O que fazer
1: No trecho sobre saúde emocional no trabalho, qual é a questão que mais incomoda os Médicos do Trabalho?
2: Reescreva, no trecho sobre saúde emocional no trabalho, a parte que se inicia com as palavras "A única sugestão" e termina em "a ser examinado.", substituindo "anamnese" por "entrevista clínica".

Trecho do texto

----------

Para os Médicos do Trabalho a questão que mais incomoda é a diferença  entre as pessoas quanto ao modo de reagir aos problemas psicossociais, emocionais e  relacionados ao estresse, de modo geral. Não há como formatar uma tabela que seja válida para todos os padrões de respostas afetivo-emocionais entre as pessoas.

 

A única sugestão que me ocorre é orientá-los para uma anamnese voltada para a história de vida do sujeito. Ou seja, buscar o padrão de reação emocional, de humor, da capacidade de resiliência e das características da personalidade do sujeito a ser examinado.

 

Outra questão é a de proceder a um levantamento epidemiológico em seu local de trabalho, seja uma fábrica, seja uma empresa ou mesmo na administração pública. A idéia é cruzar os dados dos diagnósticos fornecidos por cada setor da instituição ou da secretaria a que pertence o trabalhador. Muito há de surpreender os resultados.

----------

Listagem apresentada
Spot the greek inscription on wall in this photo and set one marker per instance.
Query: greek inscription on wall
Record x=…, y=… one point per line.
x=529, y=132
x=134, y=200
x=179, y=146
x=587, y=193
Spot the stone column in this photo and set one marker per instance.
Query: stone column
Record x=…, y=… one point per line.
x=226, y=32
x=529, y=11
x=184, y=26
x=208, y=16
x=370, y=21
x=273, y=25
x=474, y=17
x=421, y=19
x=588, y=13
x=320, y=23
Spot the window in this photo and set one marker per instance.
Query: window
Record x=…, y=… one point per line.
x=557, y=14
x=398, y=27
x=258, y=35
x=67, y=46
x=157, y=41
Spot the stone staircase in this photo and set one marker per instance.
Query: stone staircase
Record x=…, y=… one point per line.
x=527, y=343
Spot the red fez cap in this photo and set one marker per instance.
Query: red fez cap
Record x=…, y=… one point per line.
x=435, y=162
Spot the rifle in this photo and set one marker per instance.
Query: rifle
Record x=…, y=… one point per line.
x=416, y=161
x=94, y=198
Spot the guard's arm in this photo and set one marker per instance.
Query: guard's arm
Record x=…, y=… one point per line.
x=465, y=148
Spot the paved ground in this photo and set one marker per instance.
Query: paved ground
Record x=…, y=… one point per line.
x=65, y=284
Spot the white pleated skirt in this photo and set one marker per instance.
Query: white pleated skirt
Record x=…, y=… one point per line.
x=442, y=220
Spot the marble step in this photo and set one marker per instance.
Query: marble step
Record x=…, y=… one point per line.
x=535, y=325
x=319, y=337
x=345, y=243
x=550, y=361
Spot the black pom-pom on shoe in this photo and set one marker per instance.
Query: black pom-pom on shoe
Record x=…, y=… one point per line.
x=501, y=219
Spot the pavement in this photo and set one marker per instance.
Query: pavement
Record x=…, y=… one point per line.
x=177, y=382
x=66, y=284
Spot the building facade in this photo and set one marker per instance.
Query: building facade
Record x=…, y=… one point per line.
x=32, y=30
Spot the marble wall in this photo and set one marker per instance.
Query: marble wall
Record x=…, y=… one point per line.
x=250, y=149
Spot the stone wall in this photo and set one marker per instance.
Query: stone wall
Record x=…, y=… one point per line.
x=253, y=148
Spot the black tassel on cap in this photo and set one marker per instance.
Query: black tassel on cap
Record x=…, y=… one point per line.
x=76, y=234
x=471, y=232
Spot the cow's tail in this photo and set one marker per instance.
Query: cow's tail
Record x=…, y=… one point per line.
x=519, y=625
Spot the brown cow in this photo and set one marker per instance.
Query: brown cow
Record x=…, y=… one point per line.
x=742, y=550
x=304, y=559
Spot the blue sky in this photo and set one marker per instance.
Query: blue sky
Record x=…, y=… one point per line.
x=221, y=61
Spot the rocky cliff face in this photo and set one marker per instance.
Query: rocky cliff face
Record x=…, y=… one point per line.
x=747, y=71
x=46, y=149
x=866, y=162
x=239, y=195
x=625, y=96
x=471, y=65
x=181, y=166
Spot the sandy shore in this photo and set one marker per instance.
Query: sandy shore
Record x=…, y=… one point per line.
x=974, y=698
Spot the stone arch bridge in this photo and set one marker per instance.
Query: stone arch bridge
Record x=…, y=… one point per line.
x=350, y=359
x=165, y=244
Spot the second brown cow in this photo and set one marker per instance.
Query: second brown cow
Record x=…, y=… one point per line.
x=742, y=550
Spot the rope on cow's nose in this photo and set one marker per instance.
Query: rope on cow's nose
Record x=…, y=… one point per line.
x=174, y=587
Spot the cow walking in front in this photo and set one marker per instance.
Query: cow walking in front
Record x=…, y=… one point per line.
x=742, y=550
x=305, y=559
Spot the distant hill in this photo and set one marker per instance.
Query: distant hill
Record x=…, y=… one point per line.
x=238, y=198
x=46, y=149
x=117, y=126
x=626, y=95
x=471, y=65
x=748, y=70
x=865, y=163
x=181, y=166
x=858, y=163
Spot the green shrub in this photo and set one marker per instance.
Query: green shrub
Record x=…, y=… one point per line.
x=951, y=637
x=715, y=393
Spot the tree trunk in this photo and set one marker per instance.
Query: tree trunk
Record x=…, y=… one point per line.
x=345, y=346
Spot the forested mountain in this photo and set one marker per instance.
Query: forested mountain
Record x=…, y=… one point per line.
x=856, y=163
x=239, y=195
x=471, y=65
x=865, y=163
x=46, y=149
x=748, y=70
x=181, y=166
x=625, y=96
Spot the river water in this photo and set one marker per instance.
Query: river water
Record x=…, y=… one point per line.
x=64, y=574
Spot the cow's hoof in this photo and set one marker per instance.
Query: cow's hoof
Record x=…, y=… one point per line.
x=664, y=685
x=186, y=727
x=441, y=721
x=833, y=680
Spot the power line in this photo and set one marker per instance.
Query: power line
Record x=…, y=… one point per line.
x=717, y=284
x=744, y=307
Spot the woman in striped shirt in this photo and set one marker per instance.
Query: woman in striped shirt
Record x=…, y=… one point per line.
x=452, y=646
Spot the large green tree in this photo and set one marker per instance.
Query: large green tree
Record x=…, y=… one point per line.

----------

Respostas por item
1: A diferença entre as pessoas quanto ao modo de reagir aos problemas psicossociais, emocionais e relacionados ao estresse.

2:
A única sugestão que me ocorre é orientá-los para uma entrevista clínica voltada para a história de vida do sujeito. Ou seja, buscar o padrão de reação emocional, de humor, da capacidade de resiliência e das características da personalidade do sujeito a ser examinado.